WORK TO COMPLETE
Please read the rugby career excerpt below: which team did Glasgow Warriors beat in his competitive debut?

PAGE EXCERPT
☆ ☆ ☆ ☆ ☆ ☆ ☆
He played for Brunel University in London, in season 2021–22, while with Ealing Trailfinders.

===Professional career===

He had a trial with Edinburgh Rugby in 2021.

He joined Ealing Trailfinders.

He joined Stirling Wolves for the Super Series competition in early 2024.

====Glasgow Warriors====

He joined Glasgow Warriors academy in the summer of 2024. He started both pre-season games in September 2024, against Zebre and Connacht and played in the Glasgow Warriors 'A' match against Edinburgh 'A'. He became Glasgow Warrior No. 365 on his competitive debut in a 17 - 15 win over Scarlets at Scotstoun Stadium on 29 November 2024. On 15 December 2024, in his first professional away game for Glasgow he scored his first try for the club in a 30–29 loss to Toulon in the Champions Cup. In February 2025, he signed his first professional contract with the club on an initial 2-year deal.

===International career===

Having been born in South Africa to Nigerian parents, he qualifies to play for Scotland on residency grounds having lived in Edinburgh during his youth.

He suffered ligament damage playing for Scotland U20s against Wales U20s in the 2022 U20s Six Nations Championship.

He was capped in the Scotland 'A' international match against Chile on 23 November 2024.

He made his debut for Emerging Scotland on 17 November 2025.
☆ ☆ ☆ ☆ ☆ ☆ ☆
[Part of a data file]
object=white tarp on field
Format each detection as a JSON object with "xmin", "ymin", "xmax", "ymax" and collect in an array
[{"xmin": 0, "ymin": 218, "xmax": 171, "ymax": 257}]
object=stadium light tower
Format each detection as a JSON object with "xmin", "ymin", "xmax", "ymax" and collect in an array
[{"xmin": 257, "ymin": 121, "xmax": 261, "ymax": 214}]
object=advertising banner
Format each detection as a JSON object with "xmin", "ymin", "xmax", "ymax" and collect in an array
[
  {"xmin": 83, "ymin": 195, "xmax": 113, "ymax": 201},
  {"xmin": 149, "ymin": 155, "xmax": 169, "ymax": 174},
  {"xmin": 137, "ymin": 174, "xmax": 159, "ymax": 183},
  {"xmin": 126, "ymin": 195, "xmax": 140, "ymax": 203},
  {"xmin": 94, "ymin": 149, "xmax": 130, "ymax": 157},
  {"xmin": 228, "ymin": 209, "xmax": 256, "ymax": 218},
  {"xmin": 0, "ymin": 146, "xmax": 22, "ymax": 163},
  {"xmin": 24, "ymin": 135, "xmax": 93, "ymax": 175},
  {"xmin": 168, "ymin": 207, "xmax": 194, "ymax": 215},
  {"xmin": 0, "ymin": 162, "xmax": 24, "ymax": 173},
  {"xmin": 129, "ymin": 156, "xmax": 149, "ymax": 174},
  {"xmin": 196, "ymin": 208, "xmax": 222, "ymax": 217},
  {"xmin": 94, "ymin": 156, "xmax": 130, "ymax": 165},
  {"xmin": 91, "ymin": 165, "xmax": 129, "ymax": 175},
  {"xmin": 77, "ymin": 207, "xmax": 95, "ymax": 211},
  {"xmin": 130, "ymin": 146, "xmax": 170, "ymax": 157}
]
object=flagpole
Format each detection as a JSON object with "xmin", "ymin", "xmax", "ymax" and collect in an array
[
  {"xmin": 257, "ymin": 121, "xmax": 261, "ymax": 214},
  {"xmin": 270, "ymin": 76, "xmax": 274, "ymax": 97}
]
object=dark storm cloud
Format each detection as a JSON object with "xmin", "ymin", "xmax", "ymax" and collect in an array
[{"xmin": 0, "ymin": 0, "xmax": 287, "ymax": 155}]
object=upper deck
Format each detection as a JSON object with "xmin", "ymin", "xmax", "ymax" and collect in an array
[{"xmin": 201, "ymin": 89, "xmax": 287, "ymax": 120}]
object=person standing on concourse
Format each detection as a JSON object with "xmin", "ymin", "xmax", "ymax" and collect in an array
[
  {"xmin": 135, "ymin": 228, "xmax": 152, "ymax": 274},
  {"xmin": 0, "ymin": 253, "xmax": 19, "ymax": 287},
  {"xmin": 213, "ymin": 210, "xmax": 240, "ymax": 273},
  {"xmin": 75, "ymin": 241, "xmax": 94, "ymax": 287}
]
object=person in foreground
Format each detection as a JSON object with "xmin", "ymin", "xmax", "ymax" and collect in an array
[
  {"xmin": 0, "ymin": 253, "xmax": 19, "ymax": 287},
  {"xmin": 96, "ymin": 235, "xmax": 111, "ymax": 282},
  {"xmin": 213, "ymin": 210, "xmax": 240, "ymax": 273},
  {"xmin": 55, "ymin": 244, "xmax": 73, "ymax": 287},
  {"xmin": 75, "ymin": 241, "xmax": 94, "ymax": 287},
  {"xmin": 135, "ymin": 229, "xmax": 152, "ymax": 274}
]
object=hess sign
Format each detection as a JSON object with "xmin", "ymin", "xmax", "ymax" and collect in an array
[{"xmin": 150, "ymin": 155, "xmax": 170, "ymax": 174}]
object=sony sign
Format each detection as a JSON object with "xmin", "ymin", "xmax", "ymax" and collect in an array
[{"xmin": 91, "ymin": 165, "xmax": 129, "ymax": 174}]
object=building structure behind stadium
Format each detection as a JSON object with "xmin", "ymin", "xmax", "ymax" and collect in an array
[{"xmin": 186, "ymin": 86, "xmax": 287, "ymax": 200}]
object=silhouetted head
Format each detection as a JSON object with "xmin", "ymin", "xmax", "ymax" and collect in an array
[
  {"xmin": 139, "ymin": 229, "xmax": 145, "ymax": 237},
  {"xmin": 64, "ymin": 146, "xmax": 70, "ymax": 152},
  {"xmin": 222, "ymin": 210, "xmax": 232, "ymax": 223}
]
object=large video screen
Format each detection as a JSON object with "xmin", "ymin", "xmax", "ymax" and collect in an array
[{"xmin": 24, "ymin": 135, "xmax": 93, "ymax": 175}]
☆ ☆ ☆ ☆ ☆ ☆ ☆
OUTPUT BELOW
Scarlets